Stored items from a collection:
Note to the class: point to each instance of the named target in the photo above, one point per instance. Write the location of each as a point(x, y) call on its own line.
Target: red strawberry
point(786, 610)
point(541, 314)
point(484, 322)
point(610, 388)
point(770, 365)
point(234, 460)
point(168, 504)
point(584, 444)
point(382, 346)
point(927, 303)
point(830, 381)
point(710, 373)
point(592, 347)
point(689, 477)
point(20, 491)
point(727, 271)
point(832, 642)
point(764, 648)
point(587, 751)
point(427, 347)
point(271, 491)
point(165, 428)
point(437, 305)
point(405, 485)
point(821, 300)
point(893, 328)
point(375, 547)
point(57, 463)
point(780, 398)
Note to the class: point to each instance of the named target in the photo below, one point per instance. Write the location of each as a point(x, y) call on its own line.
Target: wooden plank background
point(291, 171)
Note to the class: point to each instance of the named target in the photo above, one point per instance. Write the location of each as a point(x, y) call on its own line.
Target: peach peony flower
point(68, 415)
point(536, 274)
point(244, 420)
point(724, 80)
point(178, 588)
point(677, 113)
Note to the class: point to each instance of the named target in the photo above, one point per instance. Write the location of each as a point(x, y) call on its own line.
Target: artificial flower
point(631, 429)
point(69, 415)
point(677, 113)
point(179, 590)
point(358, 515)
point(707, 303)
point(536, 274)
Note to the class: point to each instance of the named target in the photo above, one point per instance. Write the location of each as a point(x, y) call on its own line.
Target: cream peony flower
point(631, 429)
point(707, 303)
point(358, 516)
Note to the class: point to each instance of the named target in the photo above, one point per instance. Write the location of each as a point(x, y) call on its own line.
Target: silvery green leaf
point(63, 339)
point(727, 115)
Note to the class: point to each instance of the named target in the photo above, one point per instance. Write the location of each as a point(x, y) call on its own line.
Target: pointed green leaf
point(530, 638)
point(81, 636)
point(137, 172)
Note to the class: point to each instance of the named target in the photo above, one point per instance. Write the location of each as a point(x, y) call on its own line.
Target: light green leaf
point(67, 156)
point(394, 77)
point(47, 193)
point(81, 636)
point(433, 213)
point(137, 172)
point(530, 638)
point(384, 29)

▶ _Given request_: Rewrite the entire listing above, changing each occurrence of "Note to the class" to "Instruction for the class" and leaving every other line unchanged.

▶ _Task solution_:
Instruction for the class: point to each instance of the named target in the photo above, one point per instance. Write the location of each as a point(x, y) call on its own line.
Target: red strawberry
point(786, 610)
point(541, 314)
point(484, 322)
point(610, 388)
point(770, 365)
point(234, 460)
point(168, 504)
point(584, 444)
point(382, 346)
point(927, 303)
point(830, 381)
point(710, 373)
point(592, 347)
point(689, 477)
point(20, 491)
point(727, 271)
point(832, 642)
point(764, 648)
point(587, 751)
point(427, 347)
point(271, 491)
point(165, 428)
point(437, 305)
point(405, 485)
point(821, 300)
point(893, 328)
point(375, 547)
point(57, 463)
point(780, 398)
Instruction for the class: point to each instance of the named target in the photo below, one point per instance. Write the location of each as a point(x, y) call on its own line.
Target: wooden plank background
point(291, 171)
Instruction for the class: point to each instance of the named target in the photo above, one point per instance. Write the location of each as a point(x, y) call on its own line.
Target: peach peony flower
point(68, 415)
point(536, 274)
point(244, 420)
point(724, 80)
point(178, 588)
point(677, 113)
Instruction for the class: point to each instance of the named target in the photo above, one point per instance. Write the location of each as a point(x, y) call on its own line.
Target: artificial flower
point(631, 429)
point(69, 415)
point(677, 113)
point(179, 590)
point(358, 515)
point(707, 303)
point(536, 274)
Instruction for the class: point to each instance of the named target in the photo above, one point per instance. Write the location of each as a point(x, y) call on its own line.
Target: cream peony flower
point(631, 429)
point(707, 303)
point(358, 516)
Instruction for the class: point to each instance of the named target in the photo above, one point per instance. Write the location of each as a point(x, y) call on its own line.
Target: silvery green leaf
point(63, 339)
point(727, 115)
Instruction for the class: point to each instance of the named target in the photo above, one point per instance. Write the location of each as a point(x, y) call on its own line.
Target: pointed green leaf
point(530, 638)
point(81, 636)
point(137, 172)
Instruction for the class: point to each instance of the named target in the photo above, one point per instance. Write the location of each as a point(x, y) call on its own line.
Target: light green leaf
point(67, 156)
point(394, 77)
point(47, 193)
point(81, 636)
point(433, 213)
point(137, 172)
point(530, 638)
point(384, 29)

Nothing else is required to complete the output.